◆ Jouw opdracht:
Geef de regels hieronder vanaf de regel met "Each instance of the clear" tot en met het einde van de gegevens weer als Markdown-tabel met de kolommen Nr en Inhoud, waarbij lege regels en afbeeldingen wegvallen.

◆ Gegevensuittreksel:
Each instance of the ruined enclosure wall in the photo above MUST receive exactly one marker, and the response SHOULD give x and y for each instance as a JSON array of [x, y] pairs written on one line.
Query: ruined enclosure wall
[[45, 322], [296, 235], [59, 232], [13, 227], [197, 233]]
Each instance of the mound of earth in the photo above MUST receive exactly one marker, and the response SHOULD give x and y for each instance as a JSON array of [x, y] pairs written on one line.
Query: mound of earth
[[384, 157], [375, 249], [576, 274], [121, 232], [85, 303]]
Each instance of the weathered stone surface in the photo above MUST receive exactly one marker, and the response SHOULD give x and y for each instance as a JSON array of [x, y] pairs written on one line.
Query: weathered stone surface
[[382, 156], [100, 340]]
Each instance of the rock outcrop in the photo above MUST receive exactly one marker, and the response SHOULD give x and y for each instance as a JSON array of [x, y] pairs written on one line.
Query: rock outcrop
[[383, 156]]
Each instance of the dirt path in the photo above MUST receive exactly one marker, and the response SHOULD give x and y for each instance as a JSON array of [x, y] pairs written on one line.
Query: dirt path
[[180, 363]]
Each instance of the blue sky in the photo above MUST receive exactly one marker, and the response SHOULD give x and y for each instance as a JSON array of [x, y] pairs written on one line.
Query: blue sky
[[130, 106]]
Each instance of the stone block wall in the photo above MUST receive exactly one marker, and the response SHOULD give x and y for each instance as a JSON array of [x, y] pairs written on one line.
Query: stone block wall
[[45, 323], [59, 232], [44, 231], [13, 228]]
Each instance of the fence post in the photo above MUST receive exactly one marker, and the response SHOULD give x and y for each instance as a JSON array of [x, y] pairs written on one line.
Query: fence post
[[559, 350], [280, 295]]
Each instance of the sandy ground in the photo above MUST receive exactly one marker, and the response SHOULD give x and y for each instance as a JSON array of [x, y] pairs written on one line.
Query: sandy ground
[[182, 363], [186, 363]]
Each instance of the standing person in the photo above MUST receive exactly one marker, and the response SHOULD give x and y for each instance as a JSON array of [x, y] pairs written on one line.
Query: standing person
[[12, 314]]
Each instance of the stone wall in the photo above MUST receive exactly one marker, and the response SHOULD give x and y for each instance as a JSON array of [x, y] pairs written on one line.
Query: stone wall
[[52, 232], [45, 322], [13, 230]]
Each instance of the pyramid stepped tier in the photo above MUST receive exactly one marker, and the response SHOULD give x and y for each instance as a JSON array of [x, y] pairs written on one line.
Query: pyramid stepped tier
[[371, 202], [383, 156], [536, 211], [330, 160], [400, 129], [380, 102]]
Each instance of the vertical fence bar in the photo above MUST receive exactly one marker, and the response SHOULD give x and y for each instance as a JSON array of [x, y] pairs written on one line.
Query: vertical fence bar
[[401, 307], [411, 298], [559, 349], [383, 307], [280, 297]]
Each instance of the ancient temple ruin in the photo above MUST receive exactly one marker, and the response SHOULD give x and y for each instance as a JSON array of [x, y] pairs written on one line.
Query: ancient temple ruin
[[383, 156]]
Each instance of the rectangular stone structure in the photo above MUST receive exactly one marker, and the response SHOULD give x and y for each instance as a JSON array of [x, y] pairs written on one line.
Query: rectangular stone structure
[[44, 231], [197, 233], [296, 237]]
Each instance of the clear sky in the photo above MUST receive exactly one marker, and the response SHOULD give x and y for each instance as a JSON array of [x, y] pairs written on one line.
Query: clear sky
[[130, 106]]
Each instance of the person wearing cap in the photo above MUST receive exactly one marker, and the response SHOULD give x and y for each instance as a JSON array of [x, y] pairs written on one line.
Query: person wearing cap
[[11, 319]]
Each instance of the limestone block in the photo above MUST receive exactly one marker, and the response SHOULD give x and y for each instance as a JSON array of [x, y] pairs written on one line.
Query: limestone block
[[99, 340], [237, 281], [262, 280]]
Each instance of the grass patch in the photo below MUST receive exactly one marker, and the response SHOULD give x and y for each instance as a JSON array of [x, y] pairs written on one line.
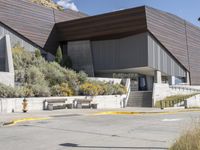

◆ Het antwoord:
| Nr | Inhoud |
|---|---|
| 1 | Each instance of the clear sky in the photo above MUST receive exactly one marker, and the response SHOULD give x and y for each instance as a JSON array of [x, y] pairs written on one line. |
| 2 | Query: clear sky |
| 3 | [[130, 106]] |
| 4 | Each instance of the person wearing cap in the photo above MUST receive exactly one marker, and the response SHOULD give x and y for each instance as a JSON array of [x, y] pairs written on one line. |
| 5 | Query: person wearing cap |
| 6 | [[11, 319]] |
| 7 | Each instance of the limestone block in the photo above MUST receive exactly one marker, and the response SHOULD give x and y for each instance as a JSON array of [x, y] pairs written on one line. |
| 8 | Query: limestone block |
| 9 | [[99, 340], [237, 281], [262, 280]] |
| 10 | Each instance of the grass patch in the photo below MUST receive exactly one marker, and the response SHOULD give x and y for each instance as a JSON array of [x, y] pairs written on one line. |